§ **AIM**:
Format the rows from the first line through the line containing "POLYGON ((38 98, 56 70, 14 56, 38 98))" as a JSON list of strings, one string per line, leaving out blank lines.

____ TASK INPUTS

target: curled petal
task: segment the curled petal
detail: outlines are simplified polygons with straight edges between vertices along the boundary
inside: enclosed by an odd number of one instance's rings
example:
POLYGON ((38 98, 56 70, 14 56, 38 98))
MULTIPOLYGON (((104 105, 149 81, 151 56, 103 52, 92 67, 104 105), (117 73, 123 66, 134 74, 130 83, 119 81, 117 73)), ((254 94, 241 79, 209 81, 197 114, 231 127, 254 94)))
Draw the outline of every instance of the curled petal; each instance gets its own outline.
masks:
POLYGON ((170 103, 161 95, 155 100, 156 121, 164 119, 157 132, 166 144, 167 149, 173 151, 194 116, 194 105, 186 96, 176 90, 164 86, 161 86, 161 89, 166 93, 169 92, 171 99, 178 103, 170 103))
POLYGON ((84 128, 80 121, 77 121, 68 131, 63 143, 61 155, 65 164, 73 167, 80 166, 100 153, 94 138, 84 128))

________

§ **RESULT OF THE EXERCISE**:
[
  "target: curled petal",
  "task: segment the curled petal",
  "detail: outlines are simplified polygons with straight edges between vertices along the boundary",
  "inside: enclosed by an odd number of one instance's rings",
  "example:",
  "POLYGON ((38 98, 56 70, 14 56, 38 98))"
]